_EXERCISE OBJECTIVE_
Copy each line of the records below, from the first through the one that contains "Camera-trap tally: mark every instance of the pink", exactly as written.

_RECORDS TO PROCESS_

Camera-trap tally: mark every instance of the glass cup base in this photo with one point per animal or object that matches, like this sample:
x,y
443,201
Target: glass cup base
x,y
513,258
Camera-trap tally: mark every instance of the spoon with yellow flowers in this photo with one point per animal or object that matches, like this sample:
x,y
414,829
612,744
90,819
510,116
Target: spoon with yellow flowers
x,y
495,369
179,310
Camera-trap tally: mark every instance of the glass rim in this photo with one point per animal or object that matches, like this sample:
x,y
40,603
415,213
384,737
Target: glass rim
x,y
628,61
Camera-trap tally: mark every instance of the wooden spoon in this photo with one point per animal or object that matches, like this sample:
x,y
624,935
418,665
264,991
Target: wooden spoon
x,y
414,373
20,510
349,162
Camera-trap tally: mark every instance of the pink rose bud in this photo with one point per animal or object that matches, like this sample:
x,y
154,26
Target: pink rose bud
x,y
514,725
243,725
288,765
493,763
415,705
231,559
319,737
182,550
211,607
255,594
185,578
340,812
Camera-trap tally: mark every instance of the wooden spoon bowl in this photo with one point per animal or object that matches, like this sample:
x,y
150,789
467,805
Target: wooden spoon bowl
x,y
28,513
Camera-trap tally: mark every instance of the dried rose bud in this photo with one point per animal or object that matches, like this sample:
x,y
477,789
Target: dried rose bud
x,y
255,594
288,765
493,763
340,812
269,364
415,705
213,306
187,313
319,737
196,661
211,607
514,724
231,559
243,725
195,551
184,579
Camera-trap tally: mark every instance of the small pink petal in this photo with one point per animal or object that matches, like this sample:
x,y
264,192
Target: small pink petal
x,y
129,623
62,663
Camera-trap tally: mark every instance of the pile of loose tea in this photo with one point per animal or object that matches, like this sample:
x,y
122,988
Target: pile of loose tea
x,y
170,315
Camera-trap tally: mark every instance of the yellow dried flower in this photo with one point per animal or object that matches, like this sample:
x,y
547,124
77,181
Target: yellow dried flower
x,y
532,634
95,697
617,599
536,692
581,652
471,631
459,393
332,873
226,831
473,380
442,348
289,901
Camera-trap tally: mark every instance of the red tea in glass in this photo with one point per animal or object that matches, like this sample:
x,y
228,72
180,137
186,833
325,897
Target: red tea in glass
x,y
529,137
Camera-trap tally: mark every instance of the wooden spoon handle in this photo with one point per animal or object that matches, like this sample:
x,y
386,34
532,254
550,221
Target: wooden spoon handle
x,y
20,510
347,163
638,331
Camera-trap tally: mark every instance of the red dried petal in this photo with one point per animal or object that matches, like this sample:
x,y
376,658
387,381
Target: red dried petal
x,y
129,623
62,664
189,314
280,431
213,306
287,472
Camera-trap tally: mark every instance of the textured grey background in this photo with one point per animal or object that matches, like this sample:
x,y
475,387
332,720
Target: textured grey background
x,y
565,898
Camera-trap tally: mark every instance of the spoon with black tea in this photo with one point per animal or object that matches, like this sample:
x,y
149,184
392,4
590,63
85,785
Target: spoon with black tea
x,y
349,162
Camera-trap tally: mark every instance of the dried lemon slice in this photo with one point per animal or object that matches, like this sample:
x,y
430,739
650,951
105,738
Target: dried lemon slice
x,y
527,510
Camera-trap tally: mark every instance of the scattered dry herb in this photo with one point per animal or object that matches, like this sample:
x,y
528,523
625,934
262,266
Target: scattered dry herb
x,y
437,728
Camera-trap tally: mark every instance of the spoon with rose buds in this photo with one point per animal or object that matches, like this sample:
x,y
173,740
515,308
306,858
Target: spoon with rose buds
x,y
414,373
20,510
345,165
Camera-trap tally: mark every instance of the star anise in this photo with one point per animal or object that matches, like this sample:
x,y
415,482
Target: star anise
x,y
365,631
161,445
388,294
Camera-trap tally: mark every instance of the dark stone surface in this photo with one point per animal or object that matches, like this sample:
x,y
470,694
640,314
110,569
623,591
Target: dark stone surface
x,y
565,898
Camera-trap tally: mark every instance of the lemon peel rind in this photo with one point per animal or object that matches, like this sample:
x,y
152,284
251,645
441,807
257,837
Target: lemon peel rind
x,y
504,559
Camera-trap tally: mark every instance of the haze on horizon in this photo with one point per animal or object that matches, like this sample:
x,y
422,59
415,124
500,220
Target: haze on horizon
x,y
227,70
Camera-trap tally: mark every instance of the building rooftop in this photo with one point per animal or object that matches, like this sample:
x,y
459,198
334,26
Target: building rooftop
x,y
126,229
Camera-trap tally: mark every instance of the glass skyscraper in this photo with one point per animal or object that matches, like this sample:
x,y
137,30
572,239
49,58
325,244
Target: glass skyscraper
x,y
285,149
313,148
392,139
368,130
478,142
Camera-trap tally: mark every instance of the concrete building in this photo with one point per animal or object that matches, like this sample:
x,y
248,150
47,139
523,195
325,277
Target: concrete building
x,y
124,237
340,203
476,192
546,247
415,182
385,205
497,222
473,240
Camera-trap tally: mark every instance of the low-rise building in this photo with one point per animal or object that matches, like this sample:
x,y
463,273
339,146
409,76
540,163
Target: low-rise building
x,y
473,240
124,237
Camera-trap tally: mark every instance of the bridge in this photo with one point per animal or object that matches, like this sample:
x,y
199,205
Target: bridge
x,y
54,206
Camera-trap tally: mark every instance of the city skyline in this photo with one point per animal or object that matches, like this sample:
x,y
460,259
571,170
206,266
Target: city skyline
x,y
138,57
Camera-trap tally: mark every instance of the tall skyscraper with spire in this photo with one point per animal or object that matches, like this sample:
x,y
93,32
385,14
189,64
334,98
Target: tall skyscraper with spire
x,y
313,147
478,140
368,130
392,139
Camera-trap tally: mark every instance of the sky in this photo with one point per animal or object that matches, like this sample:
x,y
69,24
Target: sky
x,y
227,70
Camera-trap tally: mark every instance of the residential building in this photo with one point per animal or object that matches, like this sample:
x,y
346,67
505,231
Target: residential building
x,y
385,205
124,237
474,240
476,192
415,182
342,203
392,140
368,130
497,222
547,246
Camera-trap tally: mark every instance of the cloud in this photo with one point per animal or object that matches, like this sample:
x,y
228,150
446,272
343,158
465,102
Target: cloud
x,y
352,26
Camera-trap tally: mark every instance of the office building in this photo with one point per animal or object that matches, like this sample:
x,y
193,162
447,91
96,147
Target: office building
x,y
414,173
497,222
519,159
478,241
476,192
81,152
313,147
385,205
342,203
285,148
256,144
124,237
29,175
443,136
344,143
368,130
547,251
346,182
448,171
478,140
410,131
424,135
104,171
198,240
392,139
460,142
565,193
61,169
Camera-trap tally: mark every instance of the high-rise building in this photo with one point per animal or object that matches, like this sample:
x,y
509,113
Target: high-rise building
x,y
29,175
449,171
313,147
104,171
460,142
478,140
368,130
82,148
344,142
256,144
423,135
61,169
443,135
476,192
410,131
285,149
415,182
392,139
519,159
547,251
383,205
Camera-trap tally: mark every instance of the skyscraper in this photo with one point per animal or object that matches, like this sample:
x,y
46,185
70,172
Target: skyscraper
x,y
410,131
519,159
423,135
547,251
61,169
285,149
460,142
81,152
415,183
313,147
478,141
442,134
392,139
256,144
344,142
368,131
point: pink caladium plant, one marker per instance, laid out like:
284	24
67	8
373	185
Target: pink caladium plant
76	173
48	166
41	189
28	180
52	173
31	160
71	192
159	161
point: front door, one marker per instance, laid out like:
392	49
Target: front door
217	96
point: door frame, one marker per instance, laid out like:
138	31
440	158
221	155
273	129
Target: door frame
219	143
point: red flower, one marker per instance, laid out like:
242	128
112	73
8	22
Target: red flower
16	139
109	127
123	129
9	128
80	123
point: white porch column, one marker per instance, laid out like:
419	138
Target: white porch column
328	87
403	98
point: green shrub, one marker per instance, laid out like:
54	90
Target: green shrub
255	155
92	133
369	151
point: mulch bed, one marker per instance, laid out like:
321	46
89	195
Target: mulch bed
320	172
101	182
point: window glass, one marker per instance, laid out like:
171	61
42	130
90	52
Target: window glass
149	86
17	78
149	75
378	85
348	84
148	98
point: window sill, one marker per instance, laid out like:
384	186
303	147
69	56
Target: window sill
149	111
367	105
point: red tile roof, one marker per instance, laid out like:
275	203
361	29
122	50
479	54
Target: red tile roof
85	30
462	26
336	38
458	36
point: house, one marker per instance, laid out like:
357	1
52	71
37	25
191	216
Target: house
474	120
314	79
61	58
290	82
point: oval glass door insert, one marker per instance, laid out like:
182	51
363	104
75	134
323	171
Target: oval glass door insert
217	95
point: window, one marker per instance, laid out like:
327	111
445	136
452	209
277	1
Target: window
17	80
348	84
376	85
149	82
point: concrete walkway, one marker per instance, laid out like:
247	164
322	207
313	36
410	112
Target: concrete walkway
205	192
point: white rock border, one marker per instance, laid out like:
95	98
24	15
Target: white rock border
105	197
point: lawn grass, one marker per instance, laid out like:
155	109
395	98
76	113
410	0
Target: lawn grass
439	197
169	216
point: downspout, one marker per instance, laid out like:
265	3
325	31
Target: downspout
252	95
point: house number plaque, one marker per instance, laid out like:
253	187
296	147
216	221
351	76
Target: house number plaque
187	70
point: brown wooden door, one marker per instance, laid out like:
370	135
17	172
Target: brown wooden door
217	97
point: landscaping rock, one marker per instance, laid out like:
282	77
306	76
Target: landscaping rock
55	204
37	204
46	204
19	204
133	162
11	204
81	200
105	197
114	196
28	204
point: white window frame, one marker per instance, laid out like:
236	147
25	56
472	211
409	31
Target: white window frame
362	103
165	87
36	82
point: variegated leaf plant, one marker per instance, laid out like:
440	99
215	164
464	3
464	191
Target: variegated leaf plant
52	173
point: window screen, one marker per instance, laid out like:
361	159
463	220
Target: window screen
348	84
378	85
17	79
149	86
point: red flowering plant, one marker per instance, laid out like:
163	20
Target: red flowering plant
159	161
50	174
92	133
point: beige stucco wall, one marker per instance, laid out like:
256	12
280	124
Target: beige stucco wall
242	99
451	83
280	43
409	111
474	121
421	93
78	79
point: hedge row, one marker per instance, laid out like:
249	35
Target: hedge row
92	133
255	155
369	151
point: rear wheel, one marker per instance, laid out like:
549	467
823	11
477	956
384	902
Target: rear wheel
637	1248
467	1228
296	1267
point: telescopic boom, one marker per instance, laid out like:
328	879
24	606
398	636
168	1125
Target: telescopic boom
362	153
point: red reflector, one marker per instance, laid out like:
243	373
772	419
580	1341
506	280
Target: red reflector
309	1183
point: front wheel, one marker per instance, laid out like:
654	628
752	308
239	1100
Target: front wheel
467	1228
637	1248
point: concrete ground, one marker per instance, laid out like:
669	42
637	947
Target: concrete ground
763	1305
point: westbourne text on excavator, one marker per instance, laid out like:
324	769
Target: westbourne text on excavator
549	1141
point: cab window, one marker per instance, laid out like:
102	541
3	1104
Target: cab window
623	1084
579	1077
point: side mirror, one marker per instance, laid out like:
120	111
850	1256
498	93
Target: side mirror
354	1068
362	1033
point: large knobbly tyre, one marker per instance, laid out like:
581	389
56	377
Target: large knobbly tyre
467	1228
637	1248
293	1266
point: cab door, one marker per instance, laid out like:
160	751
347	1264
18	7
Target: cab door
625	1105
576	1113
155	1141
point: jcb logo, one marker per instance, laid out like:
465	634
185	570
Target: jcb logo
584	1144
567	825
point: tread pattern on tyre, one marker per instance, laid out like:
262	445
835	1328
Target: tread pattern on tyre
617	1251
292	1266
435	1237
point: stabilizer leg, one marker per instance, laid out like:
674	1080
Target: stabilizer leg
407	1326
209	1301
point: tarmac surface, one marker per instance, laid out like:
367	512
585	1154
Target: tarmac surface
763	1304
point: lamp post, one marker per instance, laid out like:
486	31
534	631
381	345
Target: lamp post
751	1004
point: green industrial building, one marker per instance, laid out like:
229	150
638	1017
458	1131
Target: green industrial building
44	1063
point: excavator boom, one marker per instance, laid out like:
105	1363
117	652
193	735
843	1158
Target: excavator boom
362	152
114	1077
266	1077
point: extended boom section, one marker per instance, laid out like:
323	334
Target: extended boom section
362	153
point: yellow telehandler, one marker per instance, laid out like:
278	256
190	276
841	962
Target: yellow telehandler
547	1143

_ANSWER TO THIS PROBLEM_
Camera-trap tally: mark every instance of the glass cup base in this photo with one point per animal or object that matches, like this sample:
x,y
443,201
Target: glass cup base
x,y
513,258
Camera-trap tally: mark every instance of the spoon with yellow flowers in this photo with one point per animal or object that matches, like this sample:
x,y
414,829
612,744
90,819
510,116
Target: spoon with yellow flowers
x,y
495,369
179,310
Camera-trap tally: mark every instance of the glass rim in this photo with one point per animal or object that matches, like this sample:
x,y
40,603
415,213
384,737
Target: glass rim
x,y
628,61
Camera-trap tally: mark every instance of the wooden spoon in this photo with one point per animal or object that matches, like this sample:
x,y
624,935
418,665
264,991
Target: wooden spoon
x,y
414,373
20,510
349,162
Camera-trap tally: mark every instance of the pink rose bud in this photo with one point per animal or object that matches, like this sample:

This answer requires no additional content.